(Natural-language object grounding data)
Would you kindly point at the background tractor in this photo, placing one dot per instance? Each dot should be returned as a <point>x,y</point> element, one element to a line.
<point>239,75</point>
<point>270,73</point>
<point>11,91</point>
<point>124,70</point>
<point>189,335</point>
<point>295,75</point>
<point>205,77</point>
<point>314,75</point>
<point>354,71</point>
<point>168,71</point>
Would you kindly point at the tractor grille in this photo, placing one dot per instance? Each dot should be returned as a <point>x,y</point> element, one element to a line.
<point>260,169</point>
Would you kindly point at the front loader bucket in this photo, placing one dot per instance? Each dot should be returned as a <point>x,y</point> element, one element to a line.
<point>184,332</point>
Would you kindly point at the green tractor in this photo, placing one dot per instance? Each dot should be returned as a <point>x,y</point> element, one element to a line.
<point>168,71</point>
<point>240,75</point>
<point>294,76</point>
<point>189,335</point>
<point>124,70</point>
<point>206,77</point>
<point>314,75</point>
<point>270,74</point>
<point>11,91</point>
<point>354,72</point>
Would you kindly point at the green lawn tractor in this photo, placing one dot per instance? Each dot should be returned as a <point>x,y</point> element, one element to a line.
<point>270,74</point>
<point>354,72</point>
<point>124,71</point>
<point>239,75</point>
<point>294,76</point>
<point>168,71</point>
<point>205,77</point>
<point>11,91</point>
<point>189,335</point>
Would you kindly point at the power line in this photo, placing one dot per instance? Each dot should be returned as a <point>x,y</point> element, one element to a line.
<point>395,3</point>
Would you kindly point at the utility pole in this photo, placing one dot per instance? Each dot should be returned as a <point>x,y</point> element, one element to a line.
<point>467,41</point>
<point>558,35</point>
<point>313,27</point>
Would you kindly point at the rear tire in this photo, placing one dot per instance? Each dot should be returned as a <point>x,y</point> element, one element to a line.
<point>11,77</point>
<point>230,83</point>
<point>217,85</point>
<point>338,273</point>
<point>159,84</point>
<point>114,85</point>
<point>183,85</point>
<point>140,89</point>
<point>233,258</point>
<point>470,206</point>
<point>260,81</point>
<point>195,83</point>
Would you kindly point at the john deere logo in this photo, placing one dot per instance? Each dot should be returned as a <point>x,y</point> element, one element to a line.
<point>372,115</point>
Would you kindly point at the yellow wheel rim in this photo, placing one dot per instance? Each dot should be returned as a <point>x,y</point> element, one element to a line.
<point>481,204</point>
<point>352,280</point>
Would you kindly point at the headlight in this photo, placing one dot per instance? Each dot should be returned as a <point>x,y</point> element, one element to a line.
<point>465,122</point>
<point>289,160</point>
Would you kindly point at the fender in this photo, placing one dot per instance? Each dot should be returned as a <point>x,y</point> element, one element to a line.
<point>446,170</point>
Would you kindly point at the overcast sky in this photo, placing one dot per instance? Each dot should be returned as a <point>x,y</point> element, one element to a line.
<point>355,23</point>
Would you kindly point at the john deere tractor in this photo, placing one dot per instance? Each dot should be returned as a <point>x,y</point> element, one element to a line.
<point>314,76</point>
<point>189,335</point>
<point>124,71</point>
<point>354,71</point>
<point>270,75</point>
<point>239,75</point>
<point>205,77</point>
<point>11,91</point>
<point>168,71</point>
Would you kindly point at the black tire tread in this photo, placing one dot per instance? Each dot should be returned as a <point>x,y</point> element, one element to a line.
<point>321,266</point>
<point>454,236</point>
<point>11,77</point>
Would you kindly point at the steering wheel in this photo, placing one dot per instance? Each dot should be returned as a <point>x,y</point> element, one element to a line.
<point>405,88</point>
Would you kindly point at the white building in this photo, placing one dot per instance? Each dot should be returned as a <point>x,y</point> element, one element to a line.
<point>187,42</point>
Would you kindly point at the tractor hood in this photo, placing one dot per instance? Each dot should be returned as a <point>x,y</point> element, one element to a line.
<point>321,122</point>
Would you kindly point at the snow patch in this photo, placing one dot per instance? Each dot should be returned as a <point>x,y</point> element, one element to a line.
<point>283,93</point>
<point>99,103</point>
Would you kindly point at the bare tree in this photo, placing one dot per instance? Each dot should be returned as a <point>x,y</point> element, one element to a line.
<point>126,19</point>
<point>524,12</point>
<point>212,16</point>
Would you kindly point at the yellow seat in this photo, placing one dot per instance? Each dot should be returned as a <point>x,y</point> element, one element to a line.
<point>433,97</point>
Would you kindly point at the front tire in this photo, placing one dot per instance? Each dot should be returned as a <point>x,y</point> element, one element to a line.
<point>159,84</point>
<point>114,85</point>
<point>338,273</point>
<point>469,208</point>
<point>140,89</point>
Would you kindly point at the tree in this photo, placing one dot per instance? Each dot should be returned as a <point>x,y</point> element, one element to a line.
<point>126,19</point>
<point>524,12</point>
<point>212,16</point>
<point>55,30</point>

→ Problem to solve: Output every record above exactly as it was given.

→ Reply to the task:
Would you kindly point at the background tractor in this photo, placing one dot per instance? Each dot should be returned as a <point>x,y</point> element, one element to a line.
<point>239,75</point>
<point>270,73</point>
<point>11,91</point>
<point>124,70</point>
<point>189,335</point>
<point>295,75</point>
<point>205,77</point>
<point>314,75</point>
<point>354,71</point>
<point>168,71</point>
Would you kindly point at the tractor grille in this photo, placing one dot per instance? Each dot should be returned as a <point>x,y</point> element, one element to a line.
<point>260,169</point>
Would you kindly point at the front loader bucket in this photo, placing one dot per instance? Each dot should be returned as a <point>x,y</point> element, one element to a line.
<point>184,332</point>
Would you kindly point at the green tractor in this photo, placing one dot per instance? Each dot should be returned as a <point>x,y</point> element, one element to a line.
<point>168,71</point>
<point>240,75</point>
<point>294,76</point>
<point>189,335</point>
<point>124,70</point>
<point>206,77</point>
<point>314,75</point>
<point>270,74</point>
<point>11,91</point>
<point>354,72</point>
Would you kindly point at the green lawn tractor in this photo, placing one dot per instance? Each dot should be returned as a <point>x,y</point> element, one element to a line.
<point>270,74</point>
<point>354,72</point>
<point>124,71</point>
<point>239,75</point>
<point>294,76</point>
<point>168,71</point>
<point>205,77</point>
<point>11,91</point>
<point>189,335</point>
Would you kindly point at the power line in this photo, placing one dot per instance? Each dot should be returned as a <point>x,y</point> element, one element to a line.
<point>395,3</point>
Would you kindly point at the utility pole in this photo, placing one dot per instance? Each dot should be returned as a <point>x,y</point> element, one element to a line.
<point>467,41</point>
<point>558,35</point>
<point>313,27</point>
Would you kindly point at the rear tire in this photo, placing one dot per instance? Each dot should be returned as a <point>x,y</point> element, one element to a line.
<point>11,77</point>
<point>230,83</point>
<point>217,85</point>
<point>338,273</point>
<point>159,84</point>
<point>114,85</point>
<point>183,85</point>
<point>140,89</point>
<point>233,258</point>
<point>470,206</point>
<point>260,81</point>
<point>195,83</point>
Would you kindly point at the john deere logo in this photo, placing one dot per instance? Each dot should be returned as a <point>x,y</point> element, one element to a line.
<point>372,115</point>
Would you kindly point at the yellow wheel rim in this photo, placing one dot per instance? Each dot should be returned as a <point>x,y</point> element, one element to a line.
<point>481,204</point>
<point>352,280</point>
Would you kindly point at the headlight in this photo, placing one dot per instance? Each dot should be returned as a <point>x,y</point> element, one element to a line.
<point>465,122</point>
<point>289,160</point>
Would you kindly point at the fender in this photo, placing one dot per instance? Each dot should be returned as a <point>x,y</point> element, one element to a line.
<point>446,170</point>
Would you kindly point at the overcast sky in this photo, placing one dot per instance? Each dot should be returned as a <point>x,y</point> element, one element to a line.
<point>355,23</point>
Would you kindly point at the john deere tractor in this photo, placing one dot per instance? Each dot should be returned as a <point>x,y</point> element, one element to a line.
<point>314,76</point>
<point>189,335</point>
<point>124,71</point>
<point>354,71</point>
<point>270,75</point>
<point>239,75</point>
<point>205,77</point>
<point>11,91</point>
<point>168,71</point>
Would you kindly point at the black tire tread in this photo, placing one dot per instance? Each dot should be returned as a <point>x,y</point> element, one element to a line.
<point>321,266</point>
<point>454,236</point>
<point>11,77</point>
Would you kindly point at the steering wheel in this photo, placing one dot per instance? Each dot should be returned as a <point>x,y</point> element, one element to a line.
<point>405,88</point>
Would you kindly point at the white building in this photo, placing one dot per instance? Each dot should be returned as a <point>x,y</point> element, one element to a line.
<point>187,42</point>
Would you kindly point at the tractor hood in this photo, placing one dot per instance? Each dot should be returned as a <point>x,y</point> element, one element to a line.
<point>321,122</point>
Would you kindly point at the snow patch in this photo, placing one dot per instance? Each dot should be returned as a <point>x,y</point> element, one element to a line.
<point>283,93</point>
<point>99,103</point>
Would you kindly point at the bare tree in this photo, placing one dot per instance? Each dot should be returned as a <point>x,y</point> element, one element to a line.
<point>126,19</point>
<point>524,12</point>
<point>212,16</point>
Would you kindly point at the yellow seat in this photo, placing one dot per instance? Each dot should be returned as a <point>x,y</point> element, one element to a line.
<point>433,97</point>
Would you kindly point at the front tire in this photo, placing one dot per instance? Each dot should be returned as a <point>x,y</point> element, one element to a line.
<point>159,84</point>
<point>114,85</point>
<point>338,273</point>
<point>469,208</point>
<point>140,89</point>
Would you kindly point at the tree in this photo, placing one dot per instance? Each dot should be returned as a <point>x,y</point> element, one element to a line.
<point>126,19</point>
<point>524,12</point>
<point>212,16</point>
<point>55,30</point>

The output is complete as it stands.